Saved data entries:
--------------------------------------------------

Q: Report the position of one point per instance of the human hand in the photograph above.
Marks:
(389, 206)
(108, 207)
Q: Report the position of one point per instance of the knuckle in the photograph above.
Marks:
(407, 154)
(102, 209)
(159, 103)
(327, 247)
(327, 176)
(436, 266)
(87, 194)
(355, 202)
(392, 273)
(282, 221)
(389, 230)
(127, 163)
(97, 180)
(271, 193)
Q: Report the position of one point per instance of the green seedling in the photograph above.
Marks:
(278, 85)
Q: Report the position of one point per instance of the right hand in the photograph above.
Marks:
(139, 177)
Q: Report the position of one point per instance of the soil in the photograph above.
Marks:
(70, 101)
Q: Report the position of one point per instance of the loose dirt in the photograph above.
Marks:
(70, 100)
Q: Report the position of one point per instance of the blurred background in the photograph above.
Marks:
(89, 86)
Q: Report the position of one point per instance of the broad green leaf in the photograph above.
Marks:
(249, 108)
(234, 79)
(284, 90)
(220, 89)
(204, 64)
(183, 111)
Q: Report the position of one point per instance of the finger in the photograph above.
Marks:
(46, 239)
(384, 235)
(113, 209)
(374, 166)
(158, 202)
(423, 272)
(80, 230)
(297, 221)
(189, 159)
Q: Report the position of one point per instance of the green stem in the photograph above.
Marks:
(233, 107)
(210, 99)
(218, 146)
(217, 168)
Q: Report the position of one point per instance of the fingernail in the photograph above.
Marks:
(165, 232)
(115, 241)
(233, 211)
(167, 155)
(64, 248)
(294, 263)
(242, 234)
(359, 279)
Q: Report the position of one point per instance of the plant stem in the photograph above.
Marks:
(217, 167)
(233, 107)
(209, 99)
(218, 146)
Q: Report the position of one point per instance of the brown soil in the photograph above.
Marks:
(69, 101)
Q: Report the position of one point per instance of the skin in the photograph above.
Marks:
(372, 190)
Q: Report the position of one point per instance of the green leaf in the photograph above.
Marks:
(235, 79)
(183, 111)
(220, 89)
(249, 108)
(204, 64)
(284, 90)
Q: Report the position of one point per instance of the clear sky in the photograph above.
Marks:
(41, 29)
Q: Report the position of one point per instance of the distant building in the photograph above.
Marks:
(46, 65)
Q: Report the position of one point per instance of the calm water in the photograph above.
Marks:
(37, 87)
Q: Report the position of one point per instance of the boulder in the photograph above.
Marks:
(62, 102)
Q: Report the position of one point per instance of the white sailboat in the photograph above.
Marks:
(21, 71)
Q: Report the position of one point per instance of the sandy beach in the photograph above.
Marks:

--------------------------------------------------

Instructions for the task
Rewrite the stretch of data from the line containing "broad green leaf in the photograph above." through the end of the data, keeping every request line unchanged and adding 99 to each coordinate in the answers.

Written solution
Q: Report the position of one point per instance of the broad green leaf in the photograph above.
Marks:
(348, 207)
(333, 178)
(383, 189)
(319, 188)
(303, 163)
(282, 210)
Q: Report the position of one point per instance of the finger in the photograph above.
Marks:
(145, 338)
(483, 334)
(212, 308)
(473, 265)
(257, 301)
(522, 371)
(179, 329)
(396, 320)
(288, 258)
Q: Report the position of one point per instance of the green stem in the photograph above.
Marks:
(332, 206)
(309, 198)
(317, 245)
(316, 267)
Q: Report the position of one point per instance of the fingernail in the photograph above.
Marks:
(264, 331)
(214, 340)
(332, 310)
(266, 254)
(163, 347)
(393, 362)
(341, 333)
(458, 378)
Q: Report the position of one point per instance of the plant stem in the photograph above.
Marks:
(316, 266)
(332, 206)
(308, 198)
(317, 245)
Q: Report the position of one point per instance of the brown soil in the photograph above.
Marks:
(168, 200)
Q: Report the position of one point per instance of the skin in the photograph above.
Marks:
(471, 289)
Q: Report the position of one point per instance of the green leaf in the photograph above.
Marks:
(334, 178)
(282, 210)
(319, 188)
(348, 207)
(303, 163)
(383, 189)
Q: Report the position of one point per instance of the clear sky in the photograph above.
Marks:
(140, 128)
Q: Report the position of one point per instance of the distant building in the photograph above.
Marks:
(145, 164)
Q: Report the position of one point per instance of the calm water in the photograph above.
Marks:
(136, 186)
Q: Report the position of one point per instance of the boulder in the photograph above.
Marks:
(161, 201)
Q: Report the position of one point per instance of the white sailboat in the photograph above.
Marks:
(120, 170)
Q: Report the position of one point per instance of the sandy beach in the photograph above.
Marks:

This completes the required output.